[Texte source]
┌──

L’Ukraine comme berceau des tensions

Le 18 mars 2014, la Douma vote l’intégration de la Crimée, jusqu’alors ukrainienne, à la Russie. L’hostilité européenne vis-à-vis du Kremlin explose, puisque depuis Euromaïdan, l’Ukraine et l’UE semblaient se rapprocher. Les institutions européennes décident l’instauration progressive d’un régime de sanctions à l’encontre de Moscou. Au début, les États membres s’entendent sur la suspension des négociations relatives à l’adhésion de la Russie à l’OCDE. Outre cette mesure diplomatique, 146 personnes et 37 entités – suspectées d’atteintes à l’intégrité et à la souveraineté ukrainiennes – voient leurs avoirs gelés et sont interdits d’entrer sur le territoire de l’UE. Des mesures économiques sont aussi décidées, telles que l’interdiction des importations en provenance de Crimée et de Sébastopol ou un embargo sur les exportations et les importations d’armes avec la Russie.

Cet arsenal de sanctions est en place depuis 2014, et a récemment été prorogé au moins jusqu’en 2017. Ces sanctions sont pourtant jugées par certains aussi inefficaces que dommageables à l’économie européenne. La Russie a en effet décidé d’un embargo sur les denrées alimentaires européennes qui fait souffrir le marché agricole européen. Le commerce russo-européen a d’ailleurs accusé une diminution de plus de 160 milliards d’euros entre 2013 et 2015, dont près de 5 milliards pour le seul secteur agricole.

Des voix s’élèvent en Europe contre les sanctions, et surtout contre la prorogation automatique si les accords de Minsk ne sont pas respectés par la Russie. Décidés en février 2015, ils regroupent 13 points à respecter, dont un cessez-le-feu et la restauration des frontières de l’Ukraine. En juin 2016, le Sénat français a voté une résolution prônant une sortie de crise avec la Russie qui passerait par un abandon progressif des sanctions. Il en est de même en Autriche, où le Parlement a voté en juin 2016 une proposition de diminution, permettant un allègement des sanctions en cas d’amélioration. Jean-Marc Ayrault, ministre des Affaires étrangères français, a par ailleurs déclaré en octobre que « la priorité n’est pas de rentrer dans un cycle de sanctions pour les sanctions ». Pourtant, l’ambassadeur américain en Ukraine, Geoffroy R. Pryatt, au nom du respect des valeurs européennes de liberté et de paix, appelle les Européens à maintenir le régime de sanctions à l’égard de Moscou. Mais l’élection de Donald Trump est en passe de faire évoluer les choses, tant il a évoqué un nécessaire rapprochement avec Vladimir Poutine.

└──

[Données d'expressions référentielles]
┌──

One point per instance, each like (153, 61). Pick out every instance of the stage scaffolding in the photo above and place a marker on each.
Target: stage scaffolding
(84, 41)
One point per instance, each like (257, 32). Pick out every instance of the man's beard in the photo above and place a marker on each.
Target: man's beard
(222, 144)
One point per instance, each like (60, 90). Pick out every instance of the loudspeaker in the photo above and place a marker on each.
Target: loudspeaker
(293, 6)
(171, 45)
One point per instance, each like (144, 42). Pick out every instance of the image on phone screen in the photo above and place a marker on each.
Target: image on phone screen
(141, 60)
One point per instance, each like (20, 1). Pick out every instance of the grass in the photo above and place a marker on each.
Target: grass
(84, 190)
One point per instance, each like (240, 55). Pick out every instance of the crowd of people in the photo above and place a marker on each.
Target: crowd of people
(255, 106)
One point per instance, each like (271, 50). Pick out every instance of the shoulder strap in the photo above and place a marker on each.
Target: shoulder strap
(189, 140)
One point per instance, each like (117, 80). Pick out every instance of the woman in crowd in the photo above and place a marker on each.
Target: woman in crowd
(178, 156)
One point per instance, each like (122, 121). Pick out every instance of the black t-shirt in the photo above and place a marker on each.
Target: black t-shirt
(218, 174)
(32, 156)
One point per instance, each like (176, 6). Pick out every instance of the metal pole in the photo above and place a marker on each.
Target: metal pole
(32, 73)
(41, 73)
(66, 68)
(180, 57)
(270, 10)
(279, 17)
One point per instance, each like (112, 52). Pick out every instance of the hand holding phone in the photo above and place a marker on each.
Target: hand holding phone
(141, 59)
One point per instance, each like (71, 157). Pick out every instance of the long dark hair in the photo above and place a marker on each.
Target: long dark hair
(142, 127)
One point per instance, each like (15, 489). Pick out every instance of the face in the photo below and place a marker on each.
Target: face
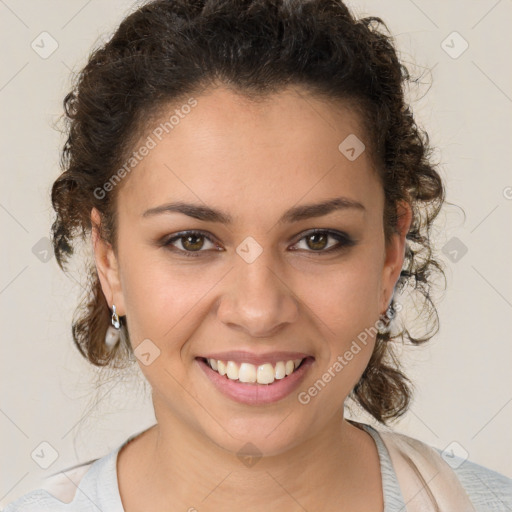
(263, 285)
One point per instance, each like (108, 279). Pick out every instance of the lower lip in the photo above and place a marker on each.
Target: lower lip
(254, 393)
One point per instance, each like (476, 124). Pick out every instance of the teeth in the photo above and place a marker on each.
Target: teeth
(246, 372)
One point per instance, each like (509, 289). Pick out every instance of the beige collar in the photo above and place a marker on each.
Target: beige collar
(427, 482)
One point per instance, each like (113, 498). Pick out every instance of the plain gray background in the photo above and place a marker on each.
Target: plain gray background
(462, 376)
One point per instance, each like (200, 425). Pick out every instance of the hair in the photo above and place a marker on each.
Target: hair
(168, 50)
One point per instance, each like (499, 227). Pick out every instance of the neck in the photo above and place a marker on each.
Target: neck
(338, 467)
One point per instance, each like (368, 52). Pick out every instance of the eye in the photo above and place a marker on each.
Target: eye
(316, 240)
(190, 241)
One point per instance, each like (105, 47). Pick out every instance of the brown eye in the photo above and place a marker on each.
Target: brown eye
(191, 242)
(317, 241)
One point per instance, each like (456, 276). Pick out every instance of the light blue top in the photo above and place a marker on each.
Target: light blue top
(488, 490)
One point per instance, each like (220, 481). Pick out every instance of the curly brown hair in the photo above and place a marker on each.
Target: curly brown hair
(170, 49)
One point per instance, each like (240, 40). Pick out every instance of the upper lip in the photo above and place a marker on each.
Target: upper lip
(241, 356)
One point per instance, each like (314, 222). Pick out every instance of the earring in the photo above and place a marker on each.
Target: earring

└──

[Activité 1] D'après le texte source, pourquoi l'hostilité européenne envers le Kremlin explose-t-elle après le vote de la Douma du 18 mars 2014 ? Répondez en une à trois phrases.
[Activité 2] Quelles personnes le texte source désigne-t-il par leur nom ?
[Activité 3] Recopiez le texte source de « Cet arsenal de » à « seul secteur agricole. ».

[Corrigé détaillé 1] L'hostilité explose parce que, depuis Euromaïdan, l'Ukraine et l'UE semblaient se rapprocher. Or la Douma venait de voter l'intégration à la Russie de la Crimée, jusqu'alors ukrainienne.

[Corrigé détaillé 2]
Jean-Marc Ayrault
Geoffroy R. Pryatt
Donald Trump
Vladimir Poutine

[Corrigé détaillé 3]
Cet arsenal de sanctions est en place depuis 2014, et a récemment été prorogé au moins jusqu’en 2017. Ces sanctions sont pourtant jugées par certains aussi inefficaces que dommageables à l’économie européenne. La Russie a en effet décidé d’un embargo sur les denrées alimentaires européennes qui fait souffrir le marché agricole européen. Le commerce russo-européen a d’ailleurs accusé une diminution de plus de 160 milliards d’euros entre 2013 et 2015, dont près de 5 milliards pour le seul secteur agricole.